start QUOTED PASSAGE
Duncan Epping · Nov 23, 2016 ·

Two weeks ago I tweeted about All-Flash HCI taking over fast, maybe I should have said All-Flash vSAN as I am not sure every vendor is seeing the same trend. Reason for it being of course is the price of flash dropping while capacity goes up. At the same time with vSAN 6.5 we introduced “all-flash for everyone” by dropping the “all-flash” license option down to vSAN Standard.

I love getting these emails about huge vSAN environments… this week alone 900TB and 2PB raw capacity in a single all-flash vSAN cluster

— Duncan Epping (@DuncanYB) November 10, 2016

So the question naturally came, can you share what these customers are deploying and using, I shared those later via tweets, but I figured it would make sense to share it here as well. When it comes to vSAN there are two layers of flash used, one for capacity and the other for caching (write buffer to be more precise). For the write buffer I am starting to see a trend, the 800GB and 1600 NVMe devices are becoming more and more popular. Also the write-intensive SAS connected SSDs are often used. I guess it largely depends on the budget which you pick, needless to say but NVMe has my preference when budget allows for it.
end QUOTED PASSAGE
■ TO DO
a: Edit the vSAN post, starting at the words "So the question" and ending after "allows for it.", and replace "write buffer" with "write cache".
b: According to the vSAN post, which license option did vSAN 6.5 move the "all-flash" option down to?
c: Using the vSAN post, decide whether each statement agrees with it. Answer yes or no, and quote the deciding words.
(i) NVMe is the author's preference when budget allows.
(ii) vSAN uses a single layer of flash.
(iii) The 800GB and 1600 NVMe devices are becoming less popular for the write buffer.
start DATASET ENTRIES
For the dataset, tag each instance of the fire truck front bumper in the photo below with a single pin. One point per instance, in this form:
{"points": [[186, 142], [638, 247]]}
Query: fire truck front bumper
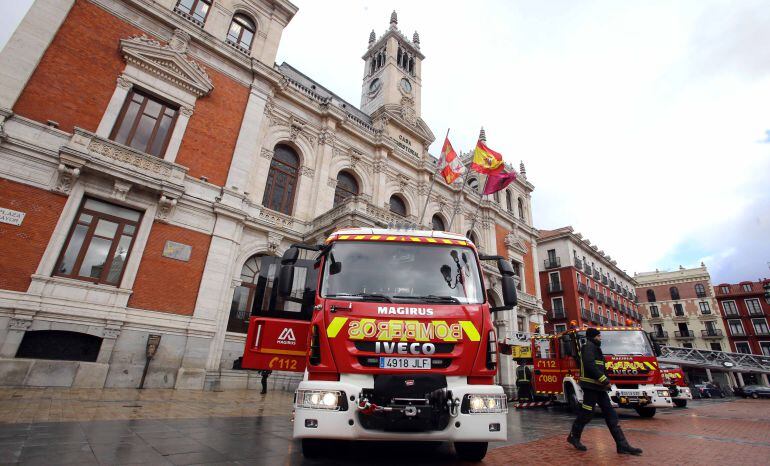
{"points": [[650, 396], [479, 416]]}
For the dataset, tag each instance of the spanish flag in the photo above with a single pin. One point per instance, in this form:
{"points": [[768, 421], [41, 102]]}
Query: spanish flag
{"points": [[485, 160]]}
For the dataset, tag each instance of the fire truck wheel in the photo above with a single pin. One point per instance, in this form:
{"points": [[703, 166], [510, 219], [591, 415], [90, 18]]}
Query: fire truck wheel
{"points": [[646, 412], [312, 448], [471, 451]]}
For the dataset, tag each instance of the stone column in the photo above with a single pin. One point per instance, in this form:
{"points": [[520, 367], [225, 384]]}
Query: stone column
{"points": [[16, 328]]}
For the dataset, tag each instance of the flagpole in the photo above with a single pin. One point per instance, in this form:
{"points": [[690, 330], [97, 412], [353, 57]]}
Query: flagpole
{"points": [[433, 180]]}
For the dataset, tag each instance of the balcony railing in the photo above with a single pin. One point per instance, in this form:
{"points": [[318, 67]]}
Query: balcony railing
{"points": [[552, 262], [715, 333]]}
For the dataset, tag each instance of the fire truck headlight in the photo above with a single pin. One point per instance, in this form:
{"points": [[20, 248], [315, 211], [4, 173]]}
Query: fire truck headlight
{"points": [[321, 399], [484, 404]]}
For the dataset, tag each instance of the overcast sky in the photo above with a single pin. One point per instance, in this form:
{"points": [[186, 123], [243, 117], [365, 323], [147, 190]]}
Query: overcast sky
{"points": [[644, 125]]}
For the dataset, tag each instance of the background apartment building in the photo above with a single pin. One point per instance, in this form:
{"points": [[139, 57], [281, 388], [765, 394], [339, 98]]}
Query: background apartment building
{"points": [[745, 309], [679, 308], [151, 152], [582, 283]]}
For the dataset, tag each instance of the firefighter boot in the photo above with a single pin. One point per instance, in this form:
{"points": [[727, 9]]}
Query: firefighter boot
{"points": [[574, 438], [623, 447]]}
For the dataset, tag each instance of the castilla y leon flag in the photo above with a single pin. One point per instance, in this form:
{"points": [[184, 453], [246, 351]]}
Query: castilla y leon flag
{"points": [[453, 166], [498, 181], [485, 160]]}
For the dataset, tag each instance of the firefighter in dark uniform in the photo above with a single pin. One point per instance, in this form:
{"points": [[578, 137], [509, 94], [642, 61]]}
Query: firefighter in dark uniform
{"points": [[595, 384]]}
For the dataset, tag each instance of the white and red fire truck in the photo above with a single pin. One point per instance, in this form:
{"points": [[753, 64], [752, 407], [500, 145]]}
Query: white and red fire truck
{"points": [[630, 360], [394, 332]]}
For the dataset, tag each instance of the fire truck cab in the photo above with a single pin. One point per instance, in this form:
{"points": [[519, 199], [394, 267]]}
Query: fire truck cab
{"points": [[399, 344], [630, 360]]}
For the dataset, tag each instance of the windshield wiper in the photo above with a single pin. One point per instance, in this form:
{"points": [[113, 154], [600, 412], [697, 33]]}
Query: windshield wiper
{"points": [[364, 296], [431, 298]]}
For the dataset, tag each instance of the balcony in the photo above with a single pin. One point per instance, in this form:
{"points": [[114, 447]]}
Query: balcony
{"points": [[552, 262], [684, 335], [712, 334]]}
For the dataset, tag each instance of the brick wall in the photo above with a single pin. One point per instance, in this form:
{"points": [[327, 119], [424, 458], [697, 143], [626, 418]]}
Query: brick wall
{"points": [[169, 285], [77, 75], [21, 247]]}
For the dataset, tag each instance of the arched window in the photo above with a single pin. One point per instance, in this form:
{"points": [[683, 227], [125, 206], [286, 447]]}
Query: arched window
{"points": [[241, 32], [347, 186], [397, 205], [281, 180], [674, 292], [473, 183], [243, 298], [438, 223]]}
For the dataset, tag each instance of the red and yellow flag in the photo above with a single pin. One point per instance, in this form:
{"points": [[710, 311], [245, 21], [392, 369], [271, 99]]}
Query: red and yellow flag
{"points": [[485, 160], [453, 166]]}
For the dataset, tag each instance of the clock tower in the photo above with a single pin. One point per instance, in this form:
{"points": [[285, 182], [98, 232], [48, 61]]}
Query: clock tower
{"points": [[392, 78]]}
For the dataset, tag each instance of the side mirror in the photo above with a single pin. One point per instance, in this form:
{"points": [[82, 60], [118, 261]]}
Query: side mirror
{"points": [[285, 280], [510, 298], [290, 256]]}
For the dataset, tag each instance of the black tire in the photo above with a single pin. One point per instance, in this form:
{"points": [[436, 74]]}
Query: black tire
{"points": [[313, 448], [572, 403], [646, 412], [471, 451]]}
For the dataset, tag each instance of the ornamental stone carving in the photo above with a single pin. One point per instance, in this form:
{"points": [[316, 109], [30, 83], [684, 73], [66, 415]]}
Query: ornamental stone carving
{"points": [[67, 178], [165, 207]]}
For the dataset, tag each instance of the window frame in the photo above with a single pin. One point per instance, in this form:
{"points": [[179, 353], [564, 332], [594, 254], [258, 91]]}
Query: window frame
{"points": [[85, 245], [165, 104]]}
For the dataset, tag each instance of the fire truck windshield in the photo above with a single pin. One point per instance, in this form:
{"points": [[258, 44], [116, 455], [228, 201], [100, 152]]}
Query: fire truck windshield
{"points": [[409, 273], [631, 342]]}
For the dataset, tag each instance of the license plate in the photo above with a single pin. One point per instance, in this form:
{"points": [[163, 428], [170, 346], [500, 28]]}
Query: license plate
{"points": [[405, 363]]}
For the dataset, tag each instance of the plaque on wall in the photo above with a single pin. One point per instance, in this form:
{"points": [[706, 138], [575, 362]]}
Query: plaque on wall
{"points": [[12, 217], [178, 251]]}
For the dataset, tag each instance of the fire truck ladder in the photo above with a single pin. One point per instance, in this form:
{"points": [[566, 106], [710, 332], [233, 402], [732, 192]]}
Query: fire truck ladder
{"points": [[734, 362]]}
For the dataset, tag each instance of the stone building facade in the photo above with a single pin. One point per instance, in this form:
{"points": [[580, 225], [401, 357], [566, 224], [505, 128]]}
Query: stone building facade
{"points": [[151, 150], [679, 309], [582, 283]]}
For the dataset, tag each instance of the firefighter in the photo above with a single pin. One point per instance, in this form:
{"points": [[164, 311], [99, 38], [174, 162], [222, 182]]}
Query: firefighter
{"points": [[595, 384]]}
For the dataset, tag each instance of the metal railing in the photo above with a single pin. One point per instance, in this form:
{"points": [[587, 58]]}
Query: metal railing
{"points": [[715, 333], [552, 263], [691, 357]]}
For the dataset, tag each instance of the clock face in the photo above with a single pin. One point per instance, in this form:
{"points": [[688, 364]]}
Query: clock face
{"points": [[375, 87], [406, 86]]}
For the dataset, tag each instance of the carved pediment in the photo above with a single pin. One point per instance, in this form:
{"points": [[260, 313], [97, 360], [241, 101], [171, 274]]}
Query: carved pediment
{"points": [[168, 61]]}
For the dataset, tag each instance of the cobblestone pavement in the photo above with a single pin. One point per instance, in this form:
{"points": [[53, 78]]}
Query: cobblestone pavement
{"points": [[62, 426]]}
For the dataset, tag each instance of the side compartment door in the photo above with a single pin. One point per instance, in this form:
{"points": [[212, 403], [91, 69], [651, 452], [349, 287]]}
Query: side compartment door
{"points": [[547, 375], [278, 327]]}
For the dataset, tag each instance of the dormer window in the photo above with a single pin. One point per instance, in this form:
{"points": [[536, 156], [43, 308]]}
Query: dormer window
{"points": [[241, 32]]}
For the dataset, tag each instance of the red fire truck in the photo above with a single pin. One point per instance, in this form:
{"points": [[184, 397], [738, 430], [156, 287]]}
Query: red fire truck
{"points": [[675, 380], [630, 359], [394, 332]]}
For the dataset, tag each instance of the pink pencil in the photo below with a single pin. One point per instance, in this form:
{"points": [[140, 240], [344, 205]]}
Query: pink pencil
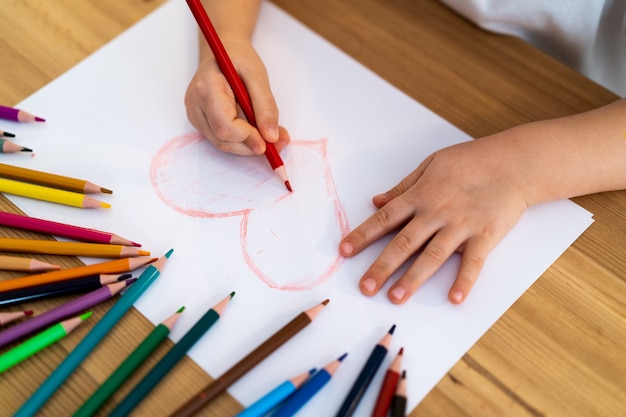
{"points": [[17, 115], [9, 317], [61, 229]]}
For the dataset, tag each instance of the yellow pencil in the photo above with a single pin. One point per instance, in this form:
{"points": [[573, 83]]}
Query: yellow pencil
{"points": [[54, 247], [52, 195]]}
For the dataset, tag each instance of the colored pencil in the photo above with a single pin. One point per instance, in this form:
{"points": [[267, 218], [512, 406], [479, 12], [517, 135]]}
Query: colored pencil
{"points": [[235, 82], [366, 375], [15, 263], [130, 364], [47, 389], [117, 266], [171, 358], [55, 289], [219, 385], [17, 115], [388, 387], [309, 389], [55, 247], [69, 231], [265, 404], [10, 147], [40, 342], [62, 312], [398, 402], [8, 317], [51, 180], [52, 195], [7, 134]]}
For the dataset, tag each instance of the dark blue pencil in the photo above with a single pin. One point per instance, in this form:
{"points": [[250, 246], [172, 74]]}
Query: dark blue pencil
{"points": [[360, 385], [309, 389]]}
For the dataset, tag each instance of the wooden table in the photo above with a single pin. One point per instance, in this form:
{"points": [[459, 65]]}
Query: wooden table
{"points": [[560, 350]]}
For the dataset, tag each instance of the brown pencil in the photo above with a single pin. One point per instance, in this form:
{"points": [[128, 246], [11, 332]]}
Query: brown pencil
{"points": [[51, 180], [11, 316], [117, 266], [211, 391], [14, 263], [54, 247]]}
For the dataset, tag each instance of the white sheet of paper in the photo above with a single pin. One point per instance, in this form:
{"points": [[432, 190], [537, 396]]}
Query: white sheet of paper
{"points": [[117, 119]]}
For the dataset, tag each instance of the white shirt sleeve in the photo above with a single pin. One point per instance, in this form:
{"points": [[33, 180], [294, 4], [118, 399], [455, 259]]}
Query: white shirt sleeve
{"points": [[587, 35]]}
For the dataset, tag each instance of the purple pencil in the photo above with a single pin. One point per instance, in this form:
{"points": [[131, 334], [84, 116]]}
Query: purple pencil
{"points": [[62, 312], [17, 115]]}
end DATASET ENTRIES
■ THE RESULTS
a:
So the question naturally came, can you share what these customers are deploying and using, I shared those later via tweets, but I figured it would make sense to share it here as well. When it comes to vSAN there are two layers of flash used, one for capacity and the other for caching (write cache to be more precise). For the write cache I am starting to see a trend, the 800GB and 1600 NVMe devices are becoming more and more popular. Also the write-intensive SAS connected SSDs are often used. I guess it largely depends on the budget which you pick, needless to say but NVMe has my preference when budget allows for it.

b: vSAN Standard

c:
(i) Yes: "NVMe has my preference when budget allows for it."
(ii) No: "there are two layers of flash used, one for capacity and the other for caching"
(iii) No: "the 800GB and 1600 NVMe devices are becoming more and more popular"